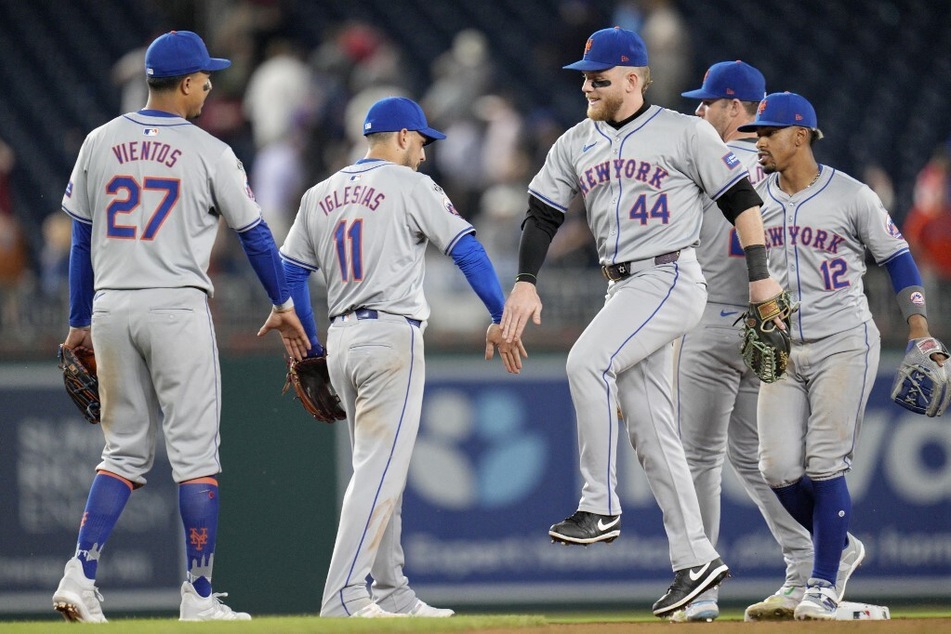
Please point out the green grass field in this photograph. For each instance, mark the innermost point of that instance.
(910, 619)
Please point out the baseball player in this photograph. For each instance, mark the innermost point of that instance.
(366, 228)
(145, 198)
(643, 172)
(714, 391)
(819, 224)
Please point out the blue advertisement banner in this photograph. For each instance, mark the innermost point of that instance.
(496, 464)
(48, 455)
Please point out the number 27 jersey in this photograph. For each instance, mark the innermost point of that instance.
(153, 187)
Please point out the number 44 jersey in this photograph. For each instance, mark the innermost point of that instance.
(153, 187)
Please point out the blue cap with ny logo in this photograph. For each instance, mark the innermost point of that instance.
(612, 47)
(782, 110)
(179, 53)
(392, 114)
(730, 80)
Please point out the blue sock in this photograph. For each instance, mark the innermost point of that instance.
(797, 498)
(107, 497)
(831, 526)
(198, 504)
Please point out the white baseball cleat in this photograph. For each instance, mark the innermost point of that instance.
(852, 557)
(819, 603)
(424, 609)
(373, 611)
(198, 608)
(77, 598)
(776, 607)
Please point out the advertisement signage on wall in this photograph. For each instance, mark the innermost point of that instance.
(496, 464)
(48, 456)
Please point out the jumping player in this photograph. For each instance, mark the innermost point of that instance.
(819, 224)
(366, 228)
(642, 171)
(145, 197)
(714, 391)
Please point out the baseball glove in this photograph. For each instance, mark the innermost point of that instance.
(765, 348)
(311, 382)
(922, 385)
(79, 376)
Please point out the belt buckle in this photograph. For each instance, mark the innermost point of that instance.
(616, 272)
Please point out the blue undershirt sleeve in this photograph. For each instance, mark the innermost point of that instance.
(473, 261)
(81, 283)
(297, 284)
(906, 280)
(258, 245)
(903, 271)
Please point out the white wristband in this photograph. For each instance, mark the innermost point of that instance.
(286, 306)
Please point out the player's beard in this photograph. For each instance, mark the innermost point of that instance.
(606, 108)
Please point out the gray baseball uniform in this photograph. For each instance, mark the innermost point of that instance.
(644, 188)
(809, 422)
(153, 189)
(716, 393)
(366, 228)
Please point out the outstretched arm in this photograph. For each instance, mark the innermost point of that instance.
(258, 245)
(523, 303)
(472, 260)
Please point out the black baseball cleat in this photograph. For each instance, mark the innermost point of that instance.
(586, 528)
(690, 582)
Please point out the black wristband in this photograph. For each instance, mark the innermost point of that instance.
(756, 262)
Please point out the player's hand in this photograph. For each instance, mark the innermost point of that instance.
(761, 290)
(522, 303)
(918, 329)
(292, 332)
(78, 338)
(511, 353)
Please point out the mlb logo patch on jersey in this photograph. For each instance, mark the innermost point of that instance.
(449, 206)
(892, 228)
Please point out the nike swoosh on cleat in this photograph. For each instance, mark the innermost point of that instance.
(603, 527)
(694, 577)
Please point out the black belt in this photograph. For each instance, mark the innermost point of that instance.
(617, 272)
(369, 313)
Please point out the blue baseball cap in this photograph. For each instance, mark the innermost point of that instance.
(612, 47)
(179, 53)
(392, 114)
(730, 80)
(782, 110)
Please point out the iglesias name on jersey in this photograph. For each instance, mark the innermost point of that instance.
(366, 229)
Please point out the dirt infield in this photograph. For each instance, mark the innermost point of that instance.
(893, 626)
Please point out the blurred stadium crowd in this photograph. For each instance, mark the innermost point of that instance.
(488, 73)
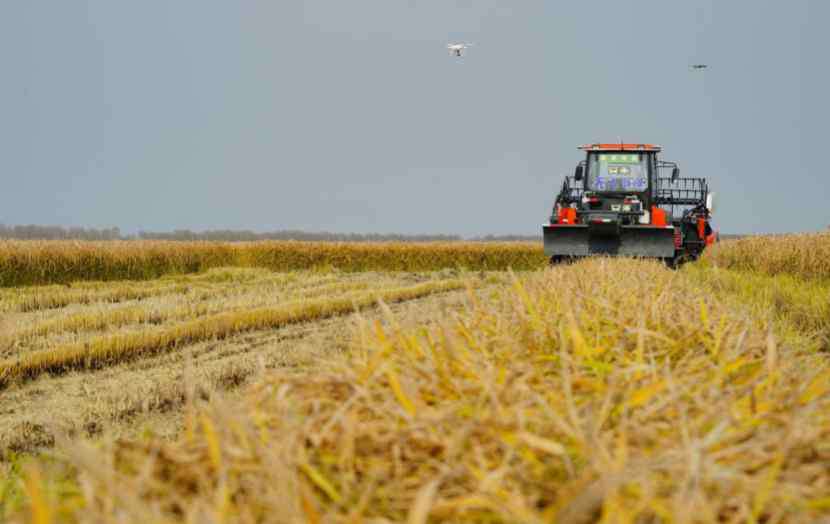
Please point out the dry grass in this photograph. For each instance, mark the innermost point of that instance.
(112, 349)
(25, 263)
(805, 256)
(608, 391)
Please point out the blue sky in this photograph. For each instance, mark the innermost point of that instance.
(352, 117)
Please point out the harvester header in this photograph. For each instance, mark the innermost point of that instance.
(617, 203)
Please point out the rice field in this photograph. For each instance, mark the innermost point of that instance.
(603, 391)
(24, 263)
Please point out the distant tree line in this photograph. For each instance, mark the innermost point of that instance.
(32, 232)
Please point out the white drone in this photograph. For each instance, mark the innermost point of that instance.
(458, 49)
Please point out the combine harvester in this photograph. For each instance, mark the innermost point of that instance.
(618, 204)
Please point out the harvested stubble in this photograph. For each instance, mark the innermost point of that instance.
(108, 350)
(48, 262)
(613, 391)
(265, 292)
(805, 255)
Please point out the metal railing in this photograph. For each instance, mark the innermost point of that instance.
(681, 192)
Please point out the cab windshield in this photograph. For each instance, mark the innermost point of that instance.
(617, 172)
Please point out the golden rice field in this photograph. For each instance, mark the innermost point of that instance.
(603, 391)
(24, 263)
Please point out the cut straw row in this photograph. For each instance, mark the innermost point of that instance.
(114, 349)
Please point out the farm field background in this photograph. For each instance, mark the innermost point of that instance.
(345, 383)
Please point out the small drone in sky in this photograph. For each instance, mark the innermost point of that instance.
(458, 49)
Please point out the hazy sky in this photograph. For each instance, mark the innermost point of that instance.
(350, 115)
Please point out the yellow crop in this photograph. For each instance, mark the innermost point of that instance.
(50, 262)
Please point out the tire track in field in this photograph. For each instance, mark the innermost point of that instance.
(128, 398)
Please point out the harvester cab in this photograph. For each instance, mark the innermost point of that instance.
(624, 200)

### What you need to do
Everything in the material must be duplicated exactly, except the pictures.

### Your solution
Please point out the green grass field in this photograph. For each instance, mark the innermost point of that instance.
(910, 619)
Please point out the baseball player in this photograph. For each instance, mark the innermost point of that instance.
(366, 228)
(145, 198)
(643, 172)
(714, 391)
(819, 224)
Please point out the blue advertisement banner in this photograph. For each instance, mark the innermost point of that instance.
(496, 464)
(48, 455)
Please point out the number 27 jersey in this photograph. For each instance, mark the innermost point of that instance.
(153, 187)
Please point out the number 44 jersey in this photograph. For each instance, mark the innermost point of that instance.
(153, 187)
Please point out the blue cap with ny logo in this photograph. For each instance, mark the innermost point of that instance.
(612, 47)
(782, 110)
(179, 53)
(392, 114)
(730, 80)
Please point out the blue sock in this photograph. For each instance, mark the innermost point of that instance.
(797, 498)
(107, 497)
(831, 526)
(198, 504)
Please point out the white baseball cleat in this photograph. For each instance, mark the innermost point of that instance.
(852, 557)
(819, 603)
(424, 609)
(373, 611)
(198, 608)
(77, 598)
(776, 607)
Please point out the advertisement signage on wall in this photograph. For each instance, mark the innermost point of that instance.
(496, 464)
(48, 456)
Please point out the jumping player in this photograph. For each instance, mark the innermost point of that instance.
(819, 224)
(366, 228)
(642, 171)
(145, 197)
(714, 391)
Please point out the baseball glove in this photograph. For each instance, mark the innermost point of that instance.
(765, 348)
(311, 382)
(922, 385)
(79, 376)
Please point out the belt buckle in this photograph. For each instance, mark the innermost point of that instance.
(616, 272)
Please point out the blue undershirt sleeve in this photograph. For each instance, mark the innermost point of that instance.
(473, 261)
(81, 283)
(297, 284)
(906, 280)
(258, 245)
(903, 271)
Please point out the white wristband in this photograph. For each instance, mark the innermost point of that instance.
(286, 306)
Please point out the player's beard in this photograph. For each instance, mark the innermost point of that instance.
(606, 108)
Please point out the gray baseball uniform in this photograph. For each instance, mark the innermost point of that instance.
(644, 188)
(809, 422)
(153, 189)
(716, 393)
(366, 228)
Please point out the outstretched arm in this photograph. For each instance, mark the innermost point of that instance.
(258, 245)
(523, 303)
(472, 260)
Please point out the black baseball cleat in this photograph. For each instance, mark the innermost point of that instance.
(586, 528)
(690, 582)
Please point out the black wristband in this photograph. For each instance, mark the innermost point of that instance.
(756, 262)
Please point out the player's hand in this photograph. For each instance, mark the innermost point of that instance.
(761, 290)
(522, 303)
(918, 329)
(292, 332)
(78, 338)
(511, 353)
Please point out the mlb logo patch on jersey in this photograph. For each instance, mark the innermost point of that instance.
(449, 206)
(892, 228)
Please point out the nike swoosh on cleat in this photograph. For each instance, mark the innermost point of that instance.
(603, 527)
(694, 577)
Please point out the black belt in this photograph. For each instance, mark the innermost point of that instance.
(617, 272)
(369, 313)
Please point out the blue baseball cap in this photograph. For each instance, mark the innermost point of that instance.
(612, 47)
(179, 53)
(392, 114)
(730, 80)
(782, 110)
Please point out the iglesias name on jersey in this photograph. For each instance, mark the innermost point of that instance.
(366, 229)
Please point out the dirt infield in this photograph. For each instance, mark the innermost point of that instance.
(893, 626)
Please point out the blurred stadium crowd in this photograph. For each instance, mark the innermost point of that instance.
(488, 73)
Please point out the dry grass in this photograph. For each instance, mark the innermost point of that instance.
(112, 349)
(25, 263)
(805, 256)
(608, 391)
Please point out the blue sky in this photograph. For each instance, mark the innermost point of that instance.
(352, 117)
Please point out the harvester header in this photograph. For each instance, mark the innermost point of that instance.
(617, 203)
Please point out the rice field in this photograph. For each instance, mark the innermost point of that instance.
(603, 391)
(24, 263)
Please point out the distant tree line in this photograph. For each instance, mark the innermost point of that instance.
(32, 232)
Please point out the white drone in this photograph. For each instance, mark the innermost point of that instance.
(458, 49)
Please point out the combine harvester in this photograph. For each instance, mark the innermost point of that instance.
(618, 204)
Please point out the harvested stubble in this photograph. For each instance, mark the innermost point of that instance.
(108, 350)
(48, 262)
(613, 391)
(265, 292)
(805, 255)
Please point out the metal railing in this photograph. For each instance, mark the innermost point of that instance.
(681, 192)
Please point out the cab windshield in this photograph. For each instance, mark the innermost point of that instance.
(617, 172)
Please point out the golden rice field in this photograph. For each instance, mark the innermost point of that instance.
(603, 391)
(24, 263)
Please point out the cut straw row in this photograph. For each instance, mark the innermost point of that instance.
(114, 349)
Please point out the farm field background in this photograph. For each instance, mark the innermost point of that instance.
(345, 383)
Please point out the small drone in sky in this photograph. For each instance, mark the innermost point of that instance.
(458, 49)
Please point out the hazy sky in this photograph. For each instance, mark the innermost point of that instance.
(350, 115)
Please point out the yellow crop in this photograph. For each instance, mark the innermost point of that instance.
(50, 262)
Please point out the tire track in field in this photograph. For each instance, mark the innermost point of that instance.
(128, 398)
Please point out the harvester cab in this photograph. For each instance, mark the innermost point of that instance.
(624, 200)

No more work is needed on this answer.